## Records contained in a dataset
---+---

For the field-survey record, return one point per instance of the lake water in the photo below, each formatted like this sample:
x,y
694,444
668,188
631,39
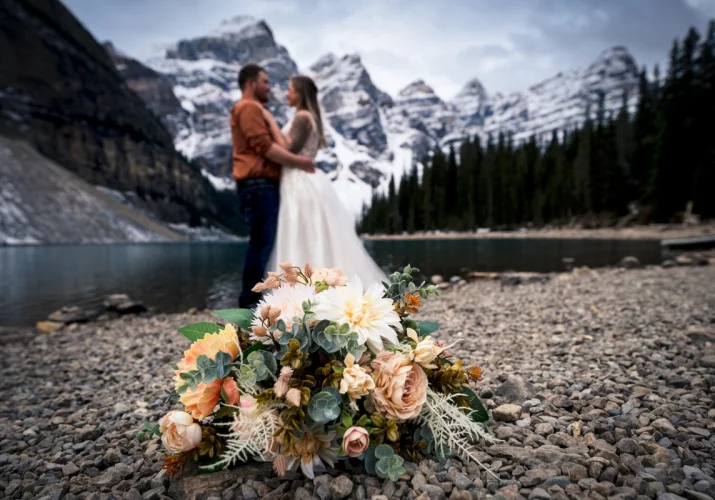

---+---

All of the data is to be returned exactly, with no pictures included.

For the field-survey record, return one point per instance of the lake water in the photo below, each formatted like this sample:
x,y
694,444
668,188
631,39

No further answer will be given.